*** Passage to read Section Begins ***
I know I have been somewhat absent here comparatively speaking-- I've been "on assignment", posting daily over at heartwork. I've spilled a lot of content over there, things i would have said here about my grief stuff. I am consolidating, sort of, as I think the grief work I am doing is somehow tied in with the Workwork I am supposed to be doing.
These past few weeks have been chock filled with stressors-- I have been sick for several weeks, first with a nasty cold, then with a sinus infection that laid me out. Just finished the hallucinatory antibiotics last night and hope I am done. It was about 3 or 4 weeks start to finish.
I've also been working very hard at moving my own personal grief work forward, and well, I over did it. Too many long trips in real time/space, too many long trips in memory space, and too many complications because of financial and emotional needs and those various conflicts, and well, shit.
Two nights ago I had a panic attack, my first ever. And let me say this to all of you who have had them:
DAMN. I have never experienced anything like it, where I felt so hijacked for so long, so powerless, and so horrid.
*** Passage to read Section Ends ***
*** Source material Section Begins ***
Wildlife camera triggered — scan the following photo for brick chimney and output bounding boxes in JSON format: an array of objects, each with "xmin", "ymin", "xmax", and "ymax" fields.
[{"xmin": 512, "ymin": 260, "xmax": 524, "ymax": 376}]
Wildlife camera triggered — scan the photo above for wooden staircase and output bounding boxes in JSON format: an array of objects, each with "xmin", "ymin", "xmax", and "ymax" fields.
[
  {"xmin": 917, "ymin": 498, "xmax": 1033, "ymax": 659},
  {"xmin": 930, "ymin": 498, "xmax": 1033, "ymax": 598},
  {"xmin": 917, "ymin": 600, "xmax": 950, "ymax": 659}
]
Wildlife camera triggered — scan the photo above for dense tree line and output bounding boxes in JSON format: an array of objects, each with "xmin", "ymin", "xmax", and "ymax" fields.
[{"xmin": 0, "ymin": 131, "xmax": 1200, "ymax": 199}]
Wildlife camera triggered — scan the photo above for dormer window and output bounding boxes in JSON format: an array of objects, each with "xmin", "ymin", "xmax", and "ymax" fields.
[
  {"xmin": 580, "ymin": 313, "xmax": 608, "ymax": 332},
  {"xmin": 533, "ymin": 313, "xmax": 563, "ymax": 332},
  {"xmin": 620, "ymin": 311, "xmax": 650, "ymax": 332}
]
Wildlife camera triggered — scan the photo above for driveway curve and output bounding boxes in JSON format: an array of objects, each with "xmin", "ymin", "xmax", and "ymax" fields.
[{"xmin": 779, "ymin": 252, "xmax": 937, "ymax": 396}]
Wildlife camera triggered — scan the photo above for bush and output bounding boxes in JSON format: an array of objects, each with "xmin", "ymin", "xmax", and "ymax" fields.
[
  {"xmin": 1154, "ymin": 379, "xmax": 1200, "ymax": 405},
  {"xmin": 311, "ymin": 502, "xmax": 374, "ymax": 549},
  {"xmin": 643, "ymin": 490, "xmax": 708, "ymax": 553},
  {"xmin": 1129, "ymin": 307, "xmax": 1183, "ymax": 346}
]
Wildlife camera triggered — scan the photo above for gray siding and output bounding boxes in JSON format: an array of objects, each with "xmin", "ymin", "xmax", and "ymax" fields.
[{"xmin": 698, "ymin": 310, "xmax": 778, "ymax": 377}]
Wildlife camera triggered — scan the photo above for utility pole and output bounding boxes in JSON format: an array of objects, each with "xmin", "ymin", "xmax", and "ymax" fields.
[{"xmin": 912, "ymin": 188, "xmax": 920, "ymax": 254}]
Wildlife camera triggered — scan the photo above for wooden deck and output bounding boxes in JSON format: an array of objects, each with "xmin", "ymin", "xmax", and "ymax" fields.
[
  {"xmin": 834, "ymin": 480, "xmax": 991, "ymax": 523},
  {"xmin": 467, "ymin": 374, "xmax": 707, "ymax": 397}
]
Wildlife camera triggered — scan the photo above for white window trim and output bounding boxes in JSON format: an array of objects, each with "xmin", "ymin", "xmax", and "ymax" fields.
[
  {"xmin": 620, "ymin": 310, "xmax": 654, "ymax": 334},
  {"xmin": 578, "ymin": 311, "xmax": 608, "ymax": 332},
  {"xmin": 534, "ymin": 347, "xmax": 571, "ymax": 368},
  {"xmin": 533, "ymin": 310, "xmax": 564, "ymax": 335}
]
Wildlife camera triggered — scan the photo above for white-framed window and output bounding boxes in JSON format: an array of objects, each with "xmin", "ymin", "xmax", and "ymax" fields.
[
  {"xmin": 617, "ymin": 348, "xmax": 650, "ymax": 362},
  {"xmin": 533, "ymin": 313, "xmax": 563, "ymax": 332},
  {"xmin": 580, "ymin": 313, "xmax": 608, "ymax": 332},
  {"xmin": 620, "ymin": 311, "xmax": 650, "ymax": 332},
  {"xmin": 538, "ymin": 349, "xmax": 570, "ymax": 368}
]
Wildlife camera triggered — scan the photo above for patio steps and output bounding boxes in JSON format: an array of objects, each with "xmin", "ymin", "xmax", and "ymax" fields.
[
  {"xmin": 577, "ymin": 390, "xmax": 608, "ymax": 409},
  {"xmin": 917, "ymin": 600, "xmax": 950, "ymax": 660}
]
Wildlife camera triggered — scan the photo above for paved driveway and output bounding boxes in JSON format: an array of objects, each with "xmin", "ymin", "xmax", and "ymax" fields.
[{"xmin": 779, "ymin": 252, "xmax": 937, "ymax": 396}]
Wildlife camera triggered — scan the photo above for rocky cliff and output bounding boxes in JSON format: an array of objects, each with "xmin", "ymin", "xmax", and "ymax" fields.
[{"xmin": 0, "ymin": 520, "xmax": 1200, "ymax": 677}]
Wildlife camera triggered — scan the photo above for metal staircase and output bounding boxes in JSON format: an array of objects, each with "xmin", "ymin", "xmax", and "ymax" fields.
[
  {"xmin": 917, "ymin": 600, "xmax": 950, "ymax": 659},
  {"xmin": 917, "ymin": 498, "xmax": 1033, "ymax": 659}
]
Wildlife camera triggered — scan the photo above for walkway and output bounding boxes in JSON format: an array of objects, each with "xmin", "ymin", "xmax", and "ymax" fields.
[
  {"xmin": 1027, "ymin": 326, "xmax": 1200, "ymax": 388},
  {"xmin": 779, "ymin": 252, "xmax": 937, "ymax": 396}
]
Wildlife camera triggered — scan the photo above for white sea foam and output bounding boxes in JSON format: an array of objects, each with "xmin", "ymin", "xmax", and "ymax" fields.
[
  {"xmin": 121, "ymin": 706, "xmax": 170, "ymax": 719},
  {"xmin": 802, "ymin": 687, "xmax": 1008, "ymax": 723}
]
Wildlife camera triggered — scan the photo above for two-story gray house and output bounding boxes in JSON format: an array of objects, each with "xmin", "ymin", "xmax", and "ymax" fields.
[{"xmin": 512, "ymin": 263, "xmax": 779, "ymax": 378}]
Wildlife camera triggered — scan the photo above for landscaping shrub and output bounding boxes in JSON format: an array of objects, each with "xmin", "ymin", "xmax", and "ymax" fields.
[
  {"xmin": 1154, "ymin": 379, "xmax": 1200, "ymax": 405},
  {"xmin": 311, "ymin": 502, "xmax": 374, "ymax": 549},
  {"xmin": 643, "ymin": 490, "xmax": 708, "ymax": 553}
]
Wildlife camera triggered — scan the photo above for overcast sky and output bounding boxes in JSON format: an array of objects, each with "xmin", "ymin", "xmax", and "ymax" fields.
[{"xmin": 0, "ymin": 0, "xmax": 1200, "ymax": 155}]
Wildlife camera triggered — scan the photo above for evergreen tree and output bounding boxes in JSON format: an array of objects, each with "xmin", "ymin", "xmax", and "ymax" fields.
*** Source material Section Ends ***
Task to complete – Continue the blog post about grief work, illness and a first panic attack, picking up right after its last sentence.

Answer section –
Doug is now up in Maine for the summer, and we were to visit today. But daycare has a new barfing flu thingy going around, so I am staying home since I do not want to get sick there, on the way there, or on the way back or bring it to a summer camp (Opening day bonus gift!!! sick staff!, um, no).
So last night I slept some with the help of Rescue Remedy and a lot of safety nets in place.
I am totally exhausted, insanely so.
Will be home today with Della, praying that the barf gods pass us by.
Once safely on the other side of the barf zone, having flown over or slogged through, I think this will be a time of reconsidering- I cannot continue to ignore my stress signals, clearly, but am not sure how to give myself permission for better self care. I am a world-class-should-er and it is really hard to decide not to use such a well honed skill.
Just wanted to let you know where I've been.